== Description of the task ==
Only one span of the listing below should come back. It runs from the line with "Mark one point on every instance of the brown" through the line with "Mark one point on every instance of the blurred stadium", and each of its lines must be reproduced exactly.

★ ★ ★ ★

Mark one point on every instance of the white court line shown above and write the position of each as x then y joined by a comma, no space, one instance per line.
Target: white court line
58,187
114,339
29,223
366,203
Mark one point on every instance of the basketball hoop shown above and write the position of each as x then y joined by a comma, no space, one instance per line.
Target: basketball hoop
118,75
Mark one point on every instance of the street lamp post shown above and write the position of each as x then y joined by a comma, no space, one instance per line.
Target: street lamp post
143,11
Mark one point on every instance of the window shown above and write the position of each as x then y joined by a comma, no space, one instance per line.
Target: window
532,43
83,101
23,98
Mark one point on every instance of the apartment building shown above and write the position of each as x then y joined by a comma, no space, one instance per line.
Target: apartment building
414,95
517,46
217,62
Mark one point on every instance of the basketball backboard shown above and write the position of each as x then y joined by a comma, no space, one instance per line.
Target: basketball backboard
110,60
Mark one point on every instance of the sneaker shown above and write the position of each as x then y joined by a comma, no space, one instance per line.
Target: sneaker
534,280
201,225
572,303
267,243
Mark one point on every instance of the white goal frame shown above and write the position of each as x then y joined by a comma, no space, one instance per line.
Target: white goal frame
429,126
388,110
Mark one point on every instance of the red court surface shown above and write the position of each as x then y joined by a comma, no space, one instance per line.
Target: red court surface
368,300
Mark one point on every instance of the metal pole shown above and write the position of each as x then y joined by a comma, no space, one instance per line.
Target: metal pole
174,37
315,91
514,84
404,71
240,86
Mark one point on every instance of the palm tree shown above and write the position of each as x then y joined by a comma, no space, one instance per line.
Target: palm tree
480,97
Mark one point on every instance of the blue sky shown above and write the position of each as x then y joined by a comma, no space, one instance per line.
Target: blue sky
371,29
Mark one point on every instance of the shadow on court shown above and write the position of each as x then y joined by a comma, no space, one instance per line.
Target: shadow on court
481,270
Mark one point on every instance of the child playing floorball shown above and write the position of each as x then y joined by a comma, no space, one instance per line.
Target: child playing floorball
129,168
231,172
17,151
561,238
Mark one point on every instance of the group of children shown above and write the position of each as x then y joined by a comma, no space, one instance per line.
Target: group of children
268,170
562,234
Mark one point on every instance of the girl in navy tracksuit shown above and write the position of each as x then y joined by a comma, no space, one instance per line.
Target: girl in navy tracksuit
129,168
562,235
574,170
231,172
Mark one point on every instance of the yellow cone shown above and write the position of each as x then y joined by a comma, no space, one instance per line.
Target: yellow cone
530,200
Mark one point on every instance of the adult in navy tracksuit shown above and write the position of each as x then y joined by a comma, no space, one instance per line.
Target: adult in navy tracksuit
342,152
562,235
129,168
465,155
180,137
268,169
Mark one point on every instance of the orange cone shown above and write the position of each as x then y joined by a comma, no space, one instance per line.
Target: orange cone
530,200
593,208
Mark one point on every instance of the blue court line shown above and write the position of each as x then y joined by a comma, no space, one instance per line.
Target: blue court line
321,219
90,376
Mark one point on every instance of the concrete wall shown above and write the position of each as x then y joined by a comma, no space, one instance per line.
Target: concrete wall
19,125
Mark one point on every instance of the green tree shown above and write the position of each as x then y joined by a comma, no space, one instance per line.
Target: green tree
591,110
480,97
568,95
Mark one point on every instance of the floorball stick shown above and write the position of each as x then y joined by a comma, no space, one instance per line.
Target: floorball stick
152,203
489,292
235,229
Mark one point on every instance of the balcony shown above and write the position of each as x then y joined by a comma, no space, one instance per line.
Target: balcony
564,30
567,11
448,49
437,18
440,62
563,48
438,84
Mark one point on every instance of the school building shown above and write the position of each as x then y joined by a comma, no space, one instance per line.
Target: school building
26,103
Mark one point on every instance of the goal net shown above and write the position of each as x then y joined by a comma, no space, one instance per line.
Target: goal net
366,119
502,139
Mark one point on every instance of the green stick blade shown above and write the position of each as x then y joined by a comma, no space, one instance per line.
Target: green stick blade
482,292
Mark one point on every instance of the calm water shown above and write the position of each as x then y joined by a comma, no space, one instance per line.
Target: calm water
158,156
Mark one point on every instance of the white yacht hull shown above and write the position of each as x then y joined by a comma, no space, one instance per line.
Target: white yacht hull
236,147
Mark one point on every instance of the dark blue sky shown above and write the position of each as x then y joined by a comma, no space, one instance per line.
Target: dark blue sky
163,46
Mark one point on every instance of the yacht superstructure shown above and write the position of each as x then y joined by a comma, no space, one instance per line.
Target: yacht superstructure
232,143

★ ★ ★ ★

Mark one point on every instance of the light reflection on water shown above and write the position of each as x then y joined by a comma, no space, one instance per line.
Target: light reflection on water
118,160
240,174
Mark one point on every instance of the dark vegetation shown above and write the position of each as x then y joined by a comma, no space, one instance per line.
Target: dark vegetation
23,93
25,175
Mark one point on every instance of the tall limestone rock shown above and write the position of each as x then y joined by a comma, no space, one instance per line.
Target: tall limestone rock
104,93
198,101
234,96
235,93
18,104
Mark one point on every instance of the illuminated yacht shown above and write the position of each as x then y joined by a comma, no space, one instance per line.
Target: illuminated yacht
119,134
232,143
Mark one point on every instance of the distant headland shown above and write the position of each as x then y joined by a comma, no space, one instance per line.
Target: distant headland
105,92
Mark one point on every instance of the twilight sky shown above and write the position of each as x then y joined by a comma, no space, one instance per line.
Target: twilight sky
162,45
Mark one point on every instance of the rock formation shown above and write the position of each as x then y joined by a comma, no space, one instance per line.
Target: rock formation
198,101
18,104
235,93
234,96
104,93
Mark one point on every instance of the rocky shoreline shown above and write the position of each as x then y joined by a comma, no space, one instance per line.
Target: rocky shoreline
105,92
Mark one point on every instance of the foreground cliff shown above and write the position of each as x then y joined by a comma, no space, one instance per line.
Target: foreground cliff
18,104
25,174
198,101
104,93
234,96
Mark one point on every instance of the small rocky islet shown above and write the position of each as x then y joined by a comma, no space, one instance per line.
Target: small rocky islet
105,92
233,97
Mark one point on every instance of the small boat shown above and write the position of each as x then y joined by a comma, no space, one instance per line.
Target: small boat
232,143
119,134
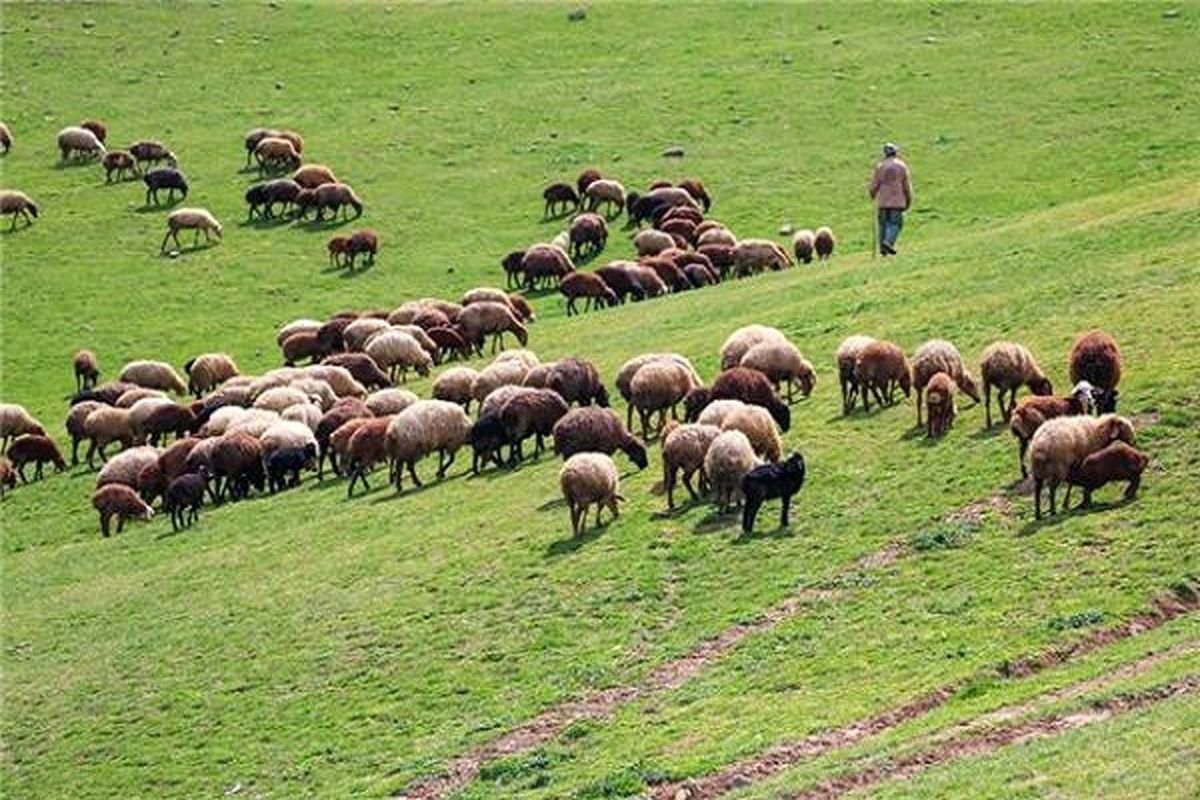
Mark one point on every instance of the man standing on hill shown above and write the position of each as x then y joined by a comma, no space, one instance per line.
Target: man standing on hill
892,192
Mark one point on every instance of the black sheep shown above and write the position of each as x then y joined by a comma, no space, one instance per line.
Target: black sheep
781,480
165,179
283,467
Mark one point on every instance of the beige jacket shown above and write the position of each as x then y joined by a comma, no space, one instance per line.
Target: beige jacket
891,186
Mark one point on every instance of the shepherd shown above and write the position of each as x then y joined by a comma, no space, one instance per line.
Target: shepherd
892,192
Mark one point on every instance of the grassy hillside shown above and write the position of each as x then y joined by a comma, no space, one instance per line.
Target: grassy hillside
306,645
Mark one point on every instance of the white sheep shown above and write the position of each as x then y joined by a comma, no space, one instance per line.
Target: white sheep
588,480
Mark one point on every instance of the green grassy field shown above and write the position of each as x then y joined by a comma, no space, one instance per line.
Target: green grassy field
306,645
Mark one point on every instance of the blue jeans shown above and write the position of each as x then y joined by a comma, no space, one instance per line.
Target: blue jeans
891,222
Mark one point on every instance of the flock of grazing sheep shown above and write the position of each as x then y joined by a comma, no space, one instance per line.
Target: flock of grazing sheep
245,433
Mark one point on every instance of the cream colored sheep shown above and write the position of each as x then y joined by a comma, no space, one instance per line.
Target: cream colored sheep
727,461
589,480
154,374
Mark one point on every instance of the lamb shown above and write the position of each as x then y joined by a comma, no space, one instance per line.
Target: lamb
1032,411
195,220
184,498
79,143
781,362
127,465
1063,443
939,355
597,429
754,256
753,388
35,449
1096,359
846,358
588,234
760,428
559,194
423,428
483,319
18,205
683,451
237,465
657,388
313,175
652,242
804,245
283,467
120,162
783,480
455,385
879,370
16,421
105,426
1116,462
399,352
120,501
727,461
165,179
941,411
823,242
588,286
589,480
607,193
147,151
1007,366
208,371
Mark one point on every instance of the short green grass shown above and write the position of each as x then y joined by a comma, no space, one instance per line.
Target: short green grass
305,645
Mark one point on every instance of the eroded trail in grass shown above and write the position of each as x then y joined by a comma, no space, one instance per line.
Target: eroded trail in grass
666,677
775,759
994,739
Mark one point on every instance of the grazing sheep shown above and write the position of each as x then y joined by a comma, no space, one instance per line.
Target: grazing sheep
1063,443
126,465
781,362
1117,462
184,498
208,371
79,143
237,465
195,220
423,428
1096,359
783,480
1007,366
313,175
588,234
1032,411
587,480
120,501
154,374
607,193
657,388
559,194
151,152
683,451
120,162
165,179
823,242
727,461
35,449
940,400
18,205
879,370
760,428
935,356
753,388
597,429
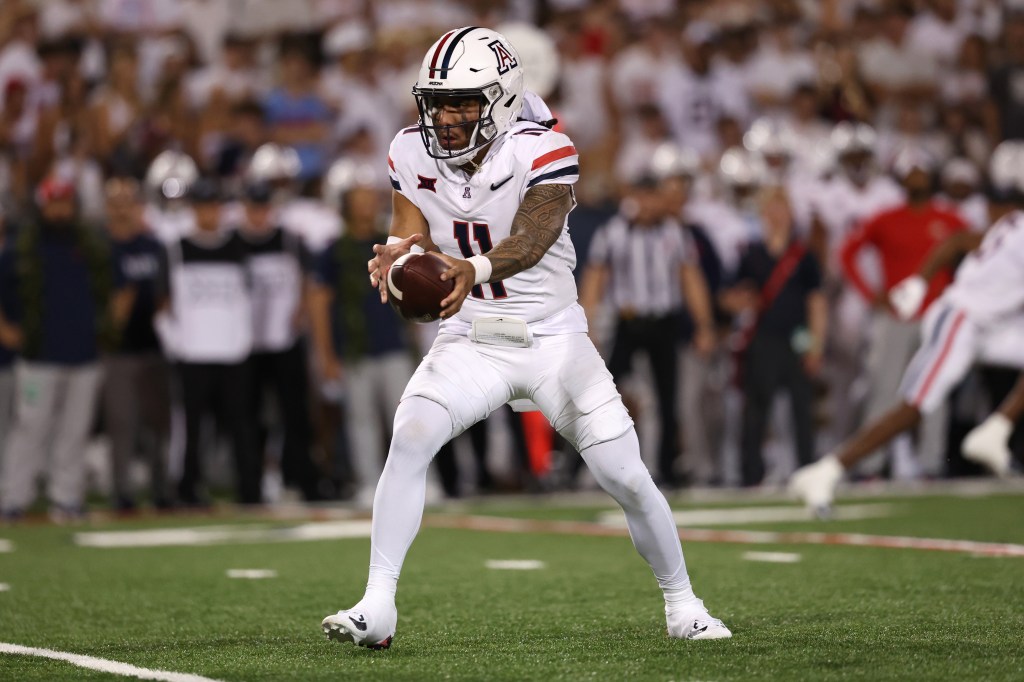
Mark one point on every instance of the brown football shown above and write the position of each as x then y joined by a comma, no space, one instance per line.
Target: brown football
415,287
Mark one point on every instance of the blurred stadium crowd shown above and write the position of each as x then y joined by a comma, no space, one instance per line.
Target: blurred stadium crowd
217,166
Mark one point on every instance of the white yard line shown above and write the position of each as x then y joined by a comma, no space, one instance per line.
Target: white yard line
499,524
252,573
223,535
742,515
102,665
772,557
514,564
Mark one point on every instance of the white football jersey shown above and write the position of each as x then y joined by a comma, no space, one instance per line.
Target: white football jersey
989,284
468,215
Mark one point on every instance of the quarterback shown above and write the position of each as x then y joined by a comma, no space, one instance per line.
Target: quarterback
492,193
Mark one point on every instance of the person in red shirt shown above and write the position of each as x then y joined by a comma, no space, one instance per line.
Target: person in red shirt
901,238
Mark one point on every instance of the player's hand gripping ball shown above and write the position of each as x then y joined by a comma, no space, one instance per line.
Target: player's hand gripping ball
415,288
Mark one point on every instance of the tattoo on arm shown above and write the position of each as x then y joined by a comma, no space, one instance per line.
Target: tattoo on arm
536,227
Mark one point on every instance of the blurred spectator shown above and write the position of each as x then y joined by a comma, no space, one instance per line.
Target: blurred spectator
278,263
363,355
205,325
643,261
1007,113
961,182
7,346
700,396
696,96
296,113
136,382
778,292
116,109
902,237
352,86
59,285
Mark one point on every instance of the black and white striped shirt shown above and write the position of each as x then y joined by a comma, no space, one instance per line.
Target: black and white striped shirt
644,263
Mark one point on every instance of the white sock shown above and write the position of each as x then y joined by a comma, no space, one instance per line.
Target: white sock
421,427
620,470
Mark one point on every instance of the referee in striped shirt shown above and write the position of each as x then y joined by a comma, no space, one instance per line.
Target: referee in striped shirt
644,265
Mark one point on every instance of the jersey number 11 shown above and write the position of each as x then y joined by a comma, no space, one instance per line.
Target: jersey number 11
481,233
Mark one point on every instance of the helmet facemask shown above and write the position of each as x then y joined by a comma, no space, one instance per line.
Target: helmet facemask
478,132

★ ★ ★ ★

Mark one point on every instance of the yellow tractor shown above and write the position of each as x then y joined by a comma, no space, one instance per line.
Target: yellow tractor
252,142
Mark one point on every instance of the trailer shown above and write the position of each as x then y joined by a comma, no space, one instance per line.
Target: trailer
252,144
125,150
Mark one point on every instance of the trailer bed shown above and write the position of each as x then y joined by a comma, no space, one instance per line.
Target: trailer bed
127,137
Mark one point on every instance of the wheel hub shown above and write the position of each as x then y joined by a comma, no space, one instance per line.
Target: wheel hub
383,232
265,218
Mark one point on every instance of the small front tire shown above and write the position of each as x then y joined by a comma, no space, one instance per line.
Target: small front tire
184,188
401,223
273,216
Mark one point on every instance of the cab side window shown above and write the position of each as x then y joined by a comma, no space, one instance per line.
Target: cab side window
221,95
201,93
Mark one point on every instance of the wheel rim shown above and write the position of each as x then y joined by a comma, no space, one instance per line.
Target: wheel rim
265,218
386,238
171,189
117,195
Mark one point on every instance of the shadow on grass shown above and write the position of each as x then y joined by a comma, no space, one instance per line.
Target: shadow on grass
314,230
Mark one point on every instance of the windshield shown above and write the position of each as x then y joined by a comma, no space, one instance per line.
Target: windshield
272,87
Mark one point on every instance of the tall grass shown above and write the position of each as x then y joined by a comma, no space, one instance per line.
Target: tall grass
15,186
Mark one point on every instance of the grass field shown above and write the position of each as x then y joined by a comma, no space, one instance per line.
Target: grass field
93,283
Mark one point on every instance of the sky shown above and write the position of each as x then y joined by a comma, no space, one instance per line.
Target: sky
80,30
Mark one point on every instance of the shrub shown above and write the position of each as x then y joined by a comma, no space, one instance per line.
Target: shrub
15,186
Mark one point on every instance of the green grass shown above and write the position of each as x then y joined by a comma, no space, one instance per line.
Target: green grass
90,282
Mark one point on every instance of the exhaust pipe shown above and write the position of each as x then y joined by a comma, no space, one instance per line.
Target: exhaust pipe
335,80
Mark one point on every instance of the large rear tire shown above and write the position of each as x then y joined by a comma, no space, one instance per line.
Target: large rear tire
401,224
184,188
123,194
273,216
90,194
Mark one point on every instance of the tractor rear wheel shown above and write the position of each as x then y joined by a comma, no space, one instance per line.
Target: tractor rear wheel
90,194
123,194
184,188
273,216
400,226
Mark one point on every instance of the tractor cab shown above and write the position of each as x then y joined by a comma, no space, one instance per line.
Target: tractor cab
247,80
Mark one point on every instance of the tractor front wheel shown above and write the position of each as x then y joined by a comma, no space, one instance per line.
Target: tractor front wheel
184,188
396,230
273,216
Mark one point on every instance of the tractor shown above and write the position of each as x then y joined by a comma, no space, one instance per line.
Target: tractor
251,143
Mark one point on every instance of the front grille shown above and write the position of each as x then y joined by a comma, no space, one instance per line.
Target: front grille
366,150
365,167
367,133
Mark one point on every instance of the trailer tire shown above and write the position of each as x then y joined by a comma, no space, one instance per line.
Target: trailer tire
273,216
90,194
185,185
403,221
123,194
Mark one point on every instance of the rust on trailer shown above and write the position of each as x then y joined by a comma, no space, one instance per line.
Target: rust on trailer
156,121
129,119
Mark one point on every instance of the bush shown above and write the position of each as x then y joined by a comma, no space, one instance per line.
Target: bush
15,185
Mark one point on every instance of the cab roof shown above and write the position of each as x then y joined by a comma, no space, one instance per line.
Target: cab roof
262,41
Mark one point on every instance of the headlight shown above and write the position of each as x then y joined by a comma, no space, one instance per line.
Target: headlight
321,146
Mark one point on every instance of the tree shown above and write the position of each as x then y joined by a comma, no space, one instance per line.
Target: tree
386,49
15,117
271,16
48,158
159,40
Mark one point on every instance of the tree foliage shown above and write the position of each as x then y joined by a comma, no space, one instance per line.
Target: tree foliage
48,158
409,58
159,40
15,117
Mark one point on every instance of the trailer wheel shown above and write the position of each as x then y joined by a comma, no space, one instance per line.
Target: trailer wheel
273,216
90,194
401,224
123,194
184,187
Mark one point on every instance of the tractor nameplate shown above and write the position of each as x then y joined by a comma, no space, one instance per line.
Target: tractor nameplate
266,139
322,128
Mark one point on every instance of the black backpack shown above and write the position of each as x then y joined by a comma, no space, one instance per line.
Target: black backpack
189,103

★ ★ ★ ★

== Response to this exercise ==
Mark one point on every instance of the brown football shown above and write the position of each as x then y joined by a comma, no space, one instance per line.
Target: brown football
415,287
Mark one point on every instance of the blurred stadium crowd shown above and write the position of each as x then y joined by a comma, no space, one instance per line.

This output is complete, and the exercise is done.